**PAGE TEXT:**
------------------------------------------------------------
How many bits do you actually need? Precision as a design knob
Software gives you a fixed menu of number formats: float, double, maybe half. Hardware hands you the whole kitchen. On an FPGA, every width is a design decision, and it's one of the highest-leverage decisions you can make, because bits you don't need cost area, power, and clock speed, while bits you do need are the difference between an algorithm that converges and one that spins forever.
This post puts real numbers on both sides of that trade, synthesized on our own toolchain, simulated with quantized arithmetic, and ends with a method you can apply to your next datapath.
Anatomy first: what each bit buys
A floating-point number spends its bits on two different products: exponent bits buy dynamic range (how big and how small), mantissa bits buy precision (how fine). They are separate budgets, and the formats above are just different shopping decisions: bfloat16 keeps FP32's entire range and sacrifices precision; FP16 does the reverse; FP8-E4M3, the AI-inference workhorse, spends almost nothing on either and gets away with it because neural networks are noise-tolerant.
On an FPGA you aren't limited to the named formats. A custom
fp(e=6, m=9) is one parameter away, if you know what the mantissa
width does to your hardware. So let's measure it.
The multiplier bill (real synthesis numbers)
------------------------------------------------------------
**SUPPLIED DATA:**

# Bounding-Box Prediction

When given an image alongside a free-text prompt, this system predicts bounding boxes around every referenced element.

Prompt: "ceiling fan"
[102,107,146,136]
------------------------------------------------------------
**STATED GOAL:** Transcribe the passage in the FPGA precision text from "On an FPGA you" to "(real synthesis numbers)".

**THE COMPLETED TASK:**
On an FPGA you aren't limited to the named formats. A custom
fp(e=6, m=9) is one parameter away, if you know what the mantissa
width does to your hardware. So let's measure it.
The multiplier bill (real synthesis numbers)